(Entries from a pointing dataset)
+ + + +

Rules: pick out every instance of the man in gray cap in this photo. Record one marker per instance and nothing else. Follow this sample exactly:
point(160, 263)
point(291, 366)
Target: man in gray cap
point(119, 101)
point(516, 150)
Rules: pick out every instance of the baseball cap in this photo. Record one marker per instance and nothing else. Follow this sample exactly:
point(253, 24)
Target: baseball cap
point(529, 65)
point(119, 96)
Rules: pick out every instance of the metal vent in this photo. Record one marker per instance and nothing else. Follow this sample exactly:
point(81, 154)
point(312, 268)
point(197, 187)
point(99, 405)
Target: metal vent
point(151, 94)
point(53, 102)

+ + + +

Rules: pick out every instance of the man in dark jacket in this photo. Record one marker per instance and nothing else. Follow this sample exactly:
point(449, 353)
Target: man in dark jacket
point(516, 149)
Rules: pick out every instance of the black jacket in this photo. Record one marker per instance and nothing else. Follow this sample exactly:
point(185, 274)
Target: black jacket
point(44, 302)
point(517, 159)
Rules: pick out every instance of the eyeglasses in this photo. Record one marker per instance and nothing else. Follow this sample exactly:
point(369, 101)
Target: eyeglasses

+ + + +

**What the exercise asks**
Repeat the lines from the one containing "Rules: pick out every instance of the baseball" to the one containing "point(53, 102)", both included, with no changes.

**Result of this task**
Rules: pick out every instance of the baseball cap in this photo. Record one marker per instance and nothing else. Follow this sample exactly:
point(253, 24)
Target: baseball cap
point(529, 65)
point(119, 96)
Rules: pick out every instance of the metal vent in this photo. Record one marker per instance and nothing else. Follow this sample exactly:
point(81, 154)
point(312, 268)
point(197, 187)
point(99, 405)
Target: metal vent
point(151, 94)
point(53, 102)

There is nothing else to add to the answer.